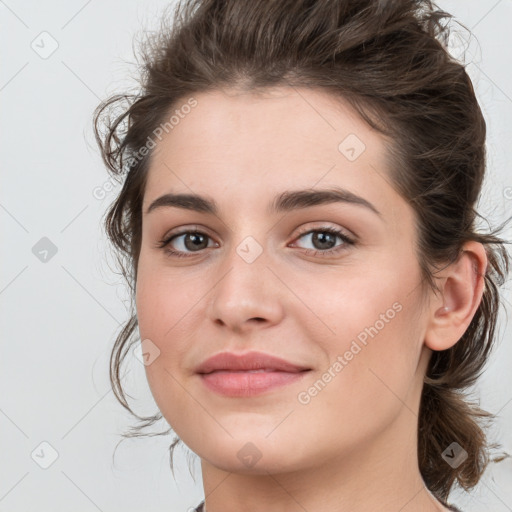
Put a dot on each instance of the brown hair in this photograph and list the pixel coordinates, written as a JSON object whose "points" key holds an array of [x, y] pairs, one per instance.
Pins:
{"points": [[389, 59]]}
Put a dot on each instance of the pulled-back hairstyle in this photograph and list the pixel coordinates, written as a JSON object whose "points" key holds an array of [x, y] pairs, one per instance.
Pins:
{"points": [[389, 60]]}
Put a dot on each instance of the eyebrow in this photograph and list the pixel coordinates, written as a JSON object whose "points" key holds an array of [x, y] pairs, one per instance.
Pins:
{"points": [[284, 202]]}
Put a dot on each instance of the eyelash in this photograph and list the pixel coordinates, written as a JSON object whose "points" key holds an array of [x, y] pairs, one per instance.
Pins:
{"points": [[312, 252]]}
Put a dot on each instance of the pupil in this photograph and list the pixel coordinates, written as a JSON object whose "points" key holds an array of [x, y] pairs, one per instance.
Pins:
{"points": [[195, 238], [321, 238]]}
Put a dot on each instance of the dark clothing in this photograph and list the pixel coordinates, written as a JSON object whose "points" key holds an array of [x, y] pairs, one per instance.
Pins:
{"points": [[200, 507]]}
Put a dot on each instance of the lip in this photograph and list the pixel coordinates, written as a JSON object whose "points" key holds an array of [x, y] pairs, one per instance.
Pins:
{"points": [[229, 361], [248, 374]]}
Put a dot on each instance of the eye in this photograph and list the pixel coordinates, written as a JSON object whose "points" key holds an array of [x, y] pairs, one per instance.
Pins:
{"points": [[324, 239], [187, 242], [192, 240]]}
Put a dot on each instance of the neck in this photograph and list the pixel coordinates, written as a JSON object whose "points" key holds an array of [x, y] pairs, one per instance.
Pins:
{"points": [[379, 475]]}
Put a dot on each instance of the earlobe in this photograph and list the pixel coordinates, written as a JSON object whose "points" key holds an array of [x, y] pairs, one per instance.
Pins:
{"points": [[462, 287]]}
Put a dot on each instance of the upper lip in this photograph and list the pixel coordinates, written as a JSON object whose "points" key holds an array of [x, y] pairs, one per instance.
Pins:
{"points": [[247, 361]]}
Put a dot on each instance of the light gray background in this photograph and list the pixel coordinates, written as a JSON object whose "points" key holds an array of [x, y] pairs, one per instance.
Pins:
{"points": [[59, 318]]}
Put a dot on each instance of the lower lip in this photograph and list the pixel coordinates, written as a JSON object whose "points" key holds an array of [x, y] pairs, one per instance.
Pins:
{"points": [[245, 384]]}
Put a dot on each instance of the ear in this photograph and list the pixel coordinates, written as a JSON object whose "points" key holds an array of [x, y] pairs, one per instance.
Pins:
{"points": [[462, 287]]}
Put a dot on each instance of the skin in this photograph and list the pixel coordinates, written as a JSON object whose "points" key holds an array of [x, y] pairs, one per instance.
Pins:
{"points": [[353, 446]]}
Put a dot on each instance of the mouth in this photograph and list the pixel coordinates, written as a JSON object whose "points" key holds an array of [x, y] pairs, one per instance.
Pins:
{"points": [[249, 383]]}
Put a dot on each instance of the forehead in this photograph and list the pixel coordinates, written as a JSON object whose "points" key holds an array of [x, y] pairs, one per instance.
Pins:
{"points": [[256, 144]]}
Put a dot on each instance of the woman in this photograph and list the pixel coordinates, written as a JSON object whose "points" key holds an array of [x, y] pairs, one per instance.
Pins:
{"points": [[297, 223]]}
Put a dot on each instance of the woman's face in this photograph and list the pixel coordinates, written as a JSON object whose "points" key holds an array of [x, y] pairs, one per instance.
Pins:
{"points": [[252, 281]]}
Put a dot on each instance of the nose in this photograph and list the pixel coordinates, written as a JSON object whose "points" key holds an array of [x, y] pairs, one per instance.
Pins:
{"points": [[248, 294]]}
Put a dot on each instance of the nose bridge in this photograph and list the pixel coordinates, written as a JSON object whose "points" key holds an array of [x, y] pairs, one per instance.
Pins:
{"points": [[247, 289]]}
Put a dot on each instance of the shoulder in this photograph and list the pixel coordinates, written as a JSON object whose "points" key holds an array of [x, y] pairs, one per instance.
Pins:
{"points": [[200, 507]]}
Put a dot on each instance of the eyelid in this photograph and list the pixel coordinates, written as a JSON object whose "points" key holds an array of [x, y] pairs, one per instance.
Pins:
{"points": [[348, 238]]}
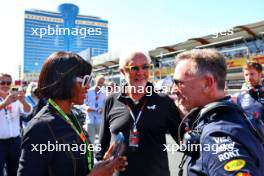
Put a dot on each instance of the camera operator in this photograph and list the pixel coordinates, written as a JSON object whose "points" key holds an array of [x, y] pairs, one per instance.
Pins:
{"points": [[251, 97], [12, 105]]}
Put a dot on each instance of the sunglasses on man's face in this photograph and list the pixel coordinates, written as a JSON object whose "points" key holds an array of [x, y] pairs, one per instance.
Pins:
{"points": [[177, 82], [136, 68], [85, 81], [5, 83]]}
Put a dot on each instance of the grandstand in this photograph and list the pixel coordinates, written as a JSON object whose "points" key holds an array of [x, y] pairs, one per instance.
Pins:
{"points": [[245, 43]]}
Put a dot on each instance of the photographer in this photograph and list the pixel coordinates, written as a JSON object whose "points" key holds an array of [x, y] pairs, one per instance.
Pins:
{"points": [[251, 96], [12, 105]]}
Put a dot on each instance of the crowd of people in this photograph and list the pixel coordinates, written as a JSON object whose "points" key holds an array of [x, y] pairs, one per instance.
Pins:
{"points": [[71, 128]]}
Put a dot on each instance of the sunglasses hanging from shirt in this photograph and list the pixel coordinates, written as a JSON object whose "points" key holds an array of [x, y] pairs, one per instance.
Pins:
{"points": [[78, 130], [134, 133]]}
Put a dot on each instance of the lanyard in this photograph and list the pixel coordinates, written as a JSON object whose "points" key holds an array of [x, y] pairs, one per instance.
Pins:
{"points": [[138, 116], [64, 116]]}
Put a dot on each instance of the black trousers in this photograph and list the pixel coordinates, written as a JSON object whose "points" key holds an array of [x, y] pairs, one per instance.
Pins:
{"points": [[9, 155]]}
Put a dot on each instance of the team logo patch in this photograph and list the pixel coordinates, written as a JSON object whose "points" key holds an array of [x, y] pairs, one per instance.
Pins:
{"points": [[242, 174], [235, 165]]}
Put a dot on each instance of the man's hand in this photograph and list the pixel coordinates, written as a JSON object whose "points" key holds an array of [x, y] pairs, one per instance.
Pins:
{"points": [[21, 98], [108, 167], [10, 99]]}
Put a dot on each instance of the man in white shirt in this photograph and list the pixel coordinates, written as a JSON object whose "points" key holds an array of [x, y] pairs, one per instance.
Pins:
{"points": [[94, 104], [12, 105]]}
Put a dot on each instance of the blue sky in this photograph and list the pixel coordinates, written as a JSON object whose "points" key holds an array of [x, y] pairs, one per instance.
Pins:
{"points": [[133, 23]]}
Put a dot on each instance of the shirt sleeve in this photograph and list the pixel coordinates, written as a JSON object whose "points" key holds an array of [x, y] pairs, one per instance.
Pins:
{"points": [[223, 155], [173, 119], [34, 160], [104, 134]]}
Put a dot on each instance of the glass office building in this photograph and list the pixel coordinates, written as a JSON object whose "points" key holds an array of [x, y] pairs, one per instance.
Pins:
{"points": [[46, 32]]}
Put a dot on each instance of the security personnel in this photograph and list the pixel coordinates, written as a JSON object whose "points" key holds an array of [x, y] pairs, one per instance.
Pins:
{"points": [[251, 97], [227, 145]]}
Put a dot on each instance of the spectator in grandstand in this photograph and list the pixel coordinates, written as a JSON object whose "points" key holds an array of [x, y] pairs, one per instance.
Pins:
{"points": [[251, 97], [54, 143], [12, 106], [143, 116], [94, 103]]}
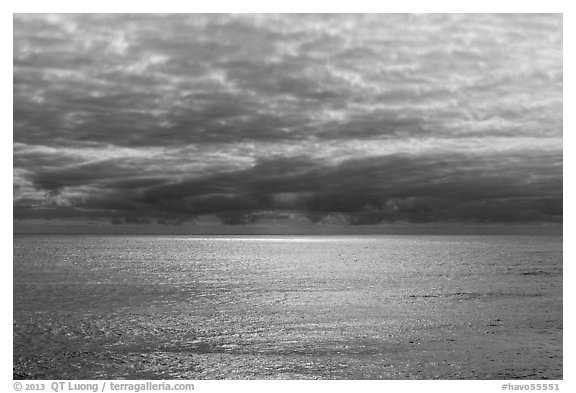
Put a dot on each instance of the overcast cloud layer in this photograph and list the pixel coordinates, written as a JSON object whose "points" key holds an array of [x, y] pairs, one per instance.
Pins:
{"points": [[369, 119]]}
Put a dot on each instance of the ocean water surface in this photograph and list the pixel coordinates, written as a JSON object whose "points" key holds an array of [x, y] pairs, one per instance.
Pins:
{"points": [[287, 307]]}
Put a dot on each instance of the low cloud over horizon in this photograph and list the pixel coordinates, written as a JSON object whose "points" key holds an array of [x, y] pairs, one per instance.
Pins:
{"points": [[291, 120]]}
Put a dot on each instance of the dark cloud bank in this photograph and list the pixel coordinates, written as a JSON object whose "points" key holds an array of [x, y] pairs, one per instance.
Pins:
{"points": [[294, 121]]}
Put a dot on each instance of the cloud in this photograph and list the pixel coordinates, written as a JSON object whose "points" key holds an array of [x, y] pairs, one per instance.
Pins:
{"points": [[144, 119]]}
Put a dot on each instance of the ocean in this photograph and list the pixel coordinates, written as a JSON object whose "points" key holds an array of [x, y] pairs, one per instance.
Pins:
{"points": [[287, 307]]}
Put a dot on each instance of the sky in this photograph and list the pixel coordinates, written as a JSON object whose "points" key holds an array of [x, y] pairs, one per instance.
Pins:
{"points": [[370, 123]]}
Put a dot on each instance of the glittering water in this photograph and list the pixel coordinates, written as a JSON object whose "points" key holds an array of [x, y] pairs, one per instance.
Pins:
{"points": [[145, 307]]}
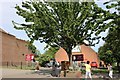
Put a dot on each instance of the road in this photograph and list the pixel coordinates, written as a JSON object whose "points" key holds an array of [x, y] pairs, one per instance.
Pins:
{"points": [[43, 73]]}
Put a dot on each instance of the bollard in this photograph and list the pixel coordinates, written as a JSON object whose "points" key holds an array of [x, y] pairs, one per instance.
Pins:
{"points": [[7, 64], [21, 65]]}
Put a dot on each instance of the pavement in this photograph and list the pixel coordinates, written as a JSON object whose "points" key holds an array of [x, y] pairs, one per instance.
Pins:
{"points": [[46, 73]]}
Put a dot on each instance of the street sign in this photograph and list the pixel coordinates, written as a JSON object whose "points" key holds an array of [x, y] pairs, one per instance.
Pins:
{"points": [[29, 57]]}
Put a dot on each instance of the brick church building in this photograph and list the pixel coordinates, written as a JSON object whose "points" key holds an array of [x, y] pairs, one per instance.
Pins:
{"points": [[12, 50], [86, 53]]}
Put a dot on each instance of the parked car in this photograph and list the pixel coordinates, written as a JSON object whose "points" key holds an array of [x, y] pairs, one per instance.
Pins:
{"points": [[94, 64]]}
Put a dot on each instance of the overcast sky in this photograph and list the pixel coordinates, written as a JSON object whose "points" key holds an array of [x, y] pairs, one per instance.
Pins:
{"points": [[8, 13]]}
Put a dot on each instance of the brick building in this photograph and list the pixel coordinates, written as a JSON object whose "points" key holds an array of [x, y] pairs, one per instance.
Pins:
{"points": [[13, 50], [86, 52]]}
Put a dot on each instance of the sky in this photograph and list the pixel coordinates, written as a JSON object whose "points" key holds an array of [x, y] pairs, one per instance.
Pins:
{"points": [[8, 14]]}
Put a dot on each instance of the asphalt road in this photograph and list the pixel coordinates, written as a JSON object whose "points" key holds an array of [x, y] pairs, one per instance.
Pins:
{"points": [[44, 73]]}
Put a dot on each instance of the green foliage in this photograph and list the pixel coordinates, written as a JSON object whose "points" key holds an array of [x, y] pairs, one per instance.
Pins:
{"points": [[63, 24], [47, 56]]}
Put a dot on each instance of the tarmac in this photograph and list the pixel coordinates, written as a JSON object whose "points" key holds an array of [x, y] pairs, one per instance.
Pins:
{"points": [[45, 73]]}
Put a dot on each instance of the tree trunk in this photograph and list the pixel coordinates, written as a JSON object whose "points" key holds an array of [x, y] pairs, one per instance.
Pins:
{"points": [[118, 66]]}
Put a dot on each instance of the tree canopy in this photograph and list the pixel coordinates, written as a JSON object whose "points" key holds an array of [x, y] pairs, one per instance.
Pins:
{"points": [[63, 24]]}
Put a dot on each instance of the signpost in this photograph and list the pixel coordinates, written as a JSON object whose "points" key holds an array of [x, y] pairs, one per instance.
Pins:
{"points": [[29, 57]]}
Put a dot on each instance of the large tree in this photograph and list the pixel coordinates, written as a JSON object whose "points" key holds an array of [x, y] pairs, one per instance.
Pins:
{"points": [[62, 24]]}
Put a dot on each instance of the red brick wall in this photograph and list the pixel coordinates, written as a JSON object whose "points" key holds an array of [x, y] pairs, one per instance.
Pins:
{"points": [[13, 50], [88, 53]]}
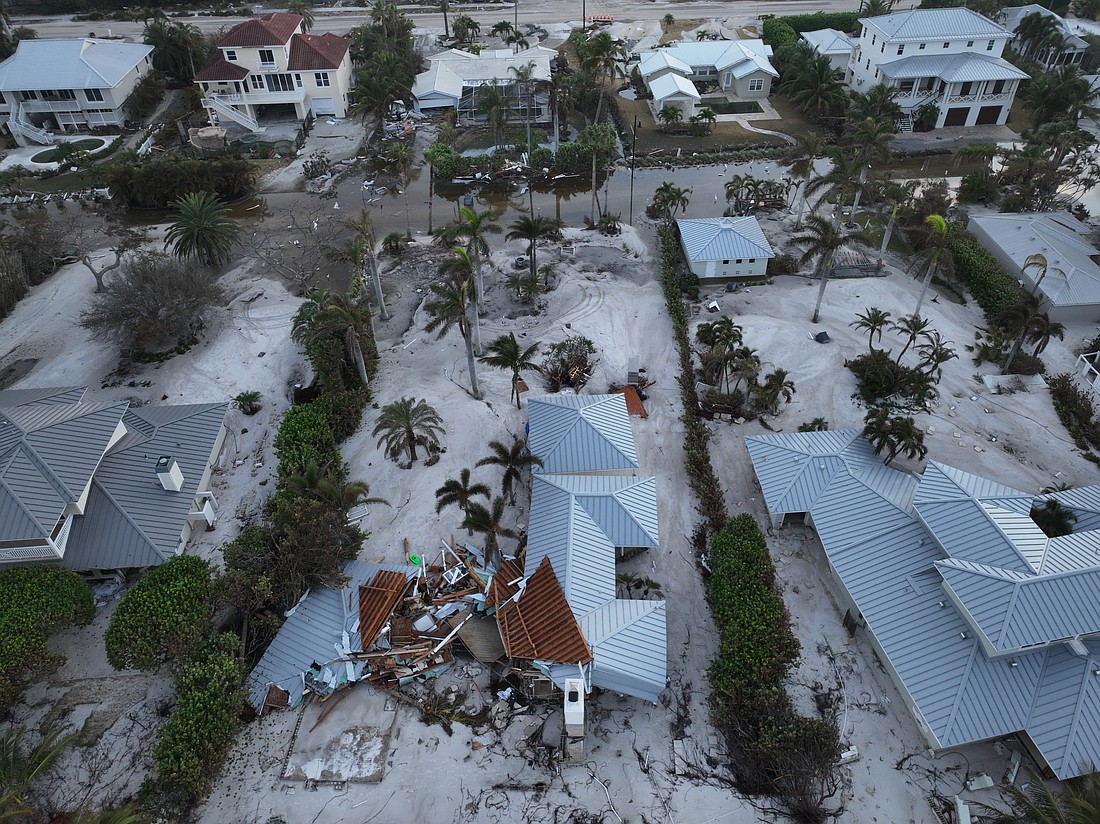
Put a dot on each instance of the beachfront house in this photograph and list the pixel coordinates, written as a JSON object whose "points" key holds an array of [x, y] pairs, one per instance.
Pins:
{"points": [[725, 249], [99, 486], [723, 75], [266, 68], [833, 44], [946, 58], [988, 627], [1067, 285], [1062, 48], [68, 85], [454, 76]]}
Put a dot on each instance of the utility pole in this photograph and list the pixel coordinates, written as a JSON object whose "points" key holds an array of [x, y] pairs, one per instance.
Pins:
{"points": [[634, 153]]}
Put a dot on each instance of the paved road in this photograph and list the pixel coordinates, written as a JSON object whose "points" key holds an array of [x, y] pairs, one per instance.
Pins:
{"points": [[530, 11]]}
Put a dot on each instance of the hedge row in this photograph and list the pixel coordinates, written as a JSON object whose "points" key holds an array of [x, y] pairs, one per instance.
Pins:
{"points": [[704, 481], [779, 32], [976, 268]]}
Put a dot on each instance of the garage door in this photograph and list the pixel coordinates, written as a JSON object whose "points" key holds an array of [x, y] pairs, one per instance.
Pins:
{"points": [[956, 117], [989, 114]]}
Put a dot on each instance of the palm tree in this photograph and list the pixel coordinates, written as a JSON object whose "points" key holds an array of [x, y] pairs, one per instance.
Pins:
{"points": [[202, 229], [895, 435], [337, 316], [912, 327], [934, 257], [454, 303], [777, 386], [1055, 520], [514, 460], [506, 353], [873, 320], [532, 229], [460, 492], [305, 8], [801, 157], [603, 56], [406, 424], [487, 520], [821, 241]]}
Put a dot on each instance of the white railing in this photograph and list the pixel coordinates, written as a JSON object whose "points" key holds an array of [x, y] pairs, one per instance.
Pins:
{"points": [[228, 111]]}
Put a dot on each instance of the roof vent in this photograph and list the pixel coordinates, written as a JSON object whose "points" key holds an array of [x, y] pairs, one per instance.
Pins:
{"points": [[168, 474]]}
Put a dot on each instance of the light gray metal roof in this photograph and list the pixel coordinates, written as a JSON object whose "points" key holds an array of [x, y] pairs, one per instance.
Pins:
{"points": [[629, 647], [320, 628], [70, 64], [895, 575], [932, 24], [135, 520], [969, 66], [723, 239], [581, 434]]}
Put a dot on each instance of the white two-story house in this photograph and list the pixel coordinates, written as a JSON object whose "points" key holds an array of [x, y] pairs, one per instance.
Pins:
{"points": [[949, 58], [68, 85], [267, 68]]}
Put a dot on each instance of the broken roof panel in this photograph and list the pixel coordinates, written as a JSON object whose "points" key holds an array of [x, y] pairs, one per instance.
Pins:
{"points": [[581, 434], [539, 625]]}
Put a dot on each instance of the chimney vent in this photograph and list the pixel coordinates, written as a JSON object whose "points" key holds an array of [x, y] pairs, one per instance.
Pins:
{"points": [[168, 474]]}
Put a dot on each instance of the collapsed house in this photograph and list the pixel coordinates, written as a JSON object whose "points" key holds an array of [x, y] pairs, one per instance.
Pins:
{"points": [[548, 622]]}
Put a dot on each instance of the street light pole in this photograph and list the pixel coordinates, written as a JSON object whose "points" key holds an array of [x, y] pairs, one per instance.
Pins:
{"points": [[634, 152]]}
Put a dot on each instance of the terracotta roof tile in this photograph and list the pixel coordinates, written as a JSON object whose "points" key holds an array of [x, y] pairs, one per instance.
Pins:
{"points": [[271, 30], [376, 602], [540, 625], [312, 52], [221, 69]]}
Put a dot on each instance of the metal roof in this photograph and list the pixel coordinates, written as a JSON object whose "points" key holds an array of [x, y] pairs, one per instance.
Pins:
{"points": [[629, 648], [723, 239], [895, 575], [70, 64], [671, 85], [321, 627], [134, 520], [828, 42], [1073, 276], [931, 24], [969, 66], [581, 434]]}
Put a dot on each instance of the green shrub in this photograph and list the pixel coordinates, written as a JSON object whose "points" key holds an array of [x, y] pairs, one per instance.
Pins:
{"points": [[195, 742], [305, 437], [163, 617], [34, 603], [992, 287]]}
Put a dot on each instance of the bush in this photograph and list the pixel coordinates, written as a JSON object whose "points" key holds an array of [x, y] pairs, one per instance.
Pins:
{"points": [[992, 287], [163, 617], [195, 742], [34, 603]]}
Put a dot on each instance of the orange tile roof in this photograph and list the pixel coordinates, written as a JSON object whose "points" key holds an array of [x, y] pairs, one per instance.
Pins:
{"points": [[271, 30], [317, 52], [499, 586], [376, 602], [540, 626]]}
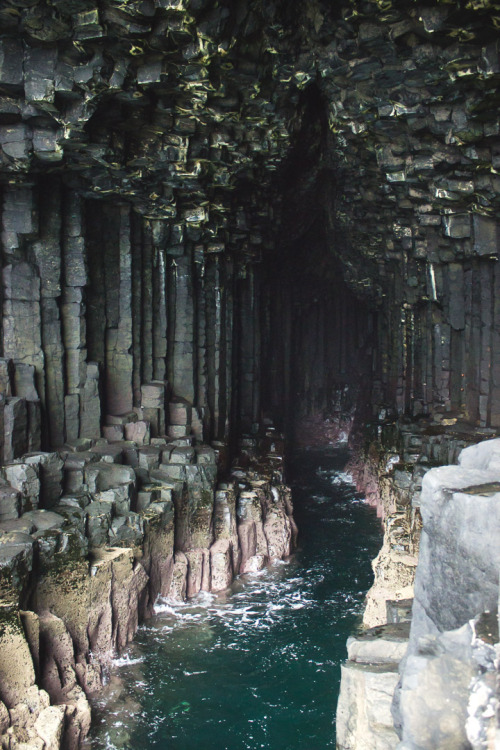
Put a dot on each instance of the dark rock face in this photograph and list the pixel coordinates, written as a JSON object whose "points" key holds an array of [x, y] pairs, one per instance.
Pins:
{"points": [[153, 154], [215, 215]]}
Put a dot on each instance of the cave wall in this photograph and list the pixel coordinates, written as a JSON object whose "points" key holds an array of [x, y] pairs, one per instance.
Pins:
{"points": [[96, 303], [169, 152]]}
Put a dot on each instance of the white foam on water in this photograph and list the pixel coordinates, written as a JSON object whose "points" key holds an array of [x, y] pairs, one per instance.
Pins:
{"points": [[126, 660]]}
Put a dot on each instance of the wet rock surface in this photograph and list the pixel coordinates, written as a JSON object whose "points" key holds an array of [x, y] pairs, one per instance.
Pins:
{"points": [[77, 578], [213, 215], [444, 690]]}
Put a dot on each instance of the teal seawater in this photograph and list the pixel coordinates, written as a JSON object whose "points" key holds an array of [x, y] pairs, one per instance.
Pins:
{"points": [[258, 667]]}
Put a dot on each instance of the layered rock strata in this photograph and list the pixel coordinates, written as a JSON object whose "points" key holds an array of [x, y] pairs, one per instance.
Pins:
{"points": [[97, 531], [444, 690], [153, 154]]}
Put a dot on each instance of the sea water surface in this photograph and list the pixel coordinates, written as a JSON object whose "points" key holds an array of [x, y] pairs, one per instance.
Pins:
{"points": [[259, 666]]}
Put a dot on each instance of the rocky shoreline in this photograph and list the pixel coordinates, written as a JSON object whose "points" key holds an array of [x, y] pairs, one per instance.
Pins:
{"points": [[81, 568], [423, 674]]}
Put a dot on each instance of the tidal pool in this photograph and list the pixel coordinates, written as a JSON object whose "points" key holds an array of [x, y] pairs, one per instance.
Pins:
{"points": [[259, 666]]}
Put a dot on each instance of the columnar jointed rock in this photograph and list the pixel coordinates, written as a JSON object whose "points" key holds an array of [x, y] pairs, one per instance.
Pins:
{"points": [[109, 540], [447, 695]]}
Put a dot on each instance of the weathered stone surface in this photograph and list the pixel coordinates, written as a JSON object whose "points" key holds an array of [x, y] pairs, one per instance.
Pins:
{"points": [[364, 720]]}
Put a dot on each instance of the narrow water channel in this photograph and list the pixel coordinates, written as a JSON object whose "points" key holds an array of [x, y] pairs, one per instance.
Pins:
{"points": [[258, 667]]}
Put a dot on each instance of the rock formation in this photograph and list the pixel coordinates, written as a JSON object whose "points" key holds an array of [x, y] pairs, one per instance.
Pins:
{"points": [[216, 216]]}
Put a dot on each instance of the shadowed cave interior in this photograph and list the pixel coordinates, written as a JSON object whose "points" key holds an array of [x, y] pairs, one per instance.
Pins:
{"points": [[229, 230]]}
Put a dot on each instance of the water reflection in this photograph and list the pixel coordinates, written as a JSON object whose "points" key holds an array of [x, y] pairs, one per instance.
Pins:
{"points": [[257, 666]]}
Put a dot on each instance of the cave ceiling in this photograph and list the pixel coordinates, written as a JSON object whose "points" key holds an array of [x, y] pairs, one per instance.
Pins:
{"points": [[250, 124]]}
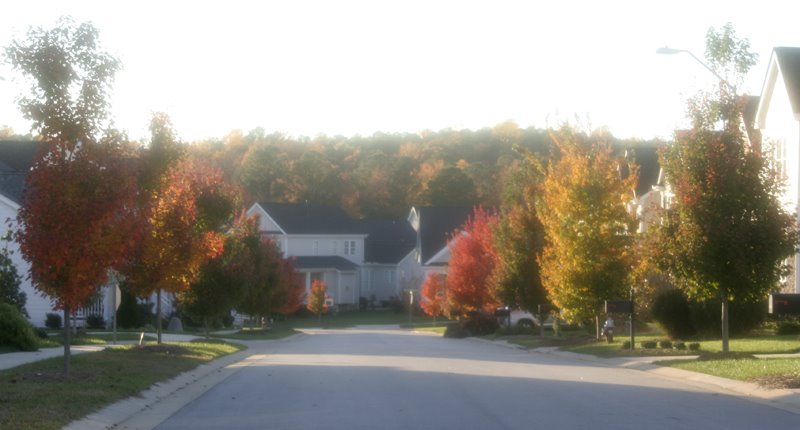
------------------------------------------------------------------------
Task to carry out:
How many lines of the listing above contain the word "brick"? Give only the number.

Finished task:
3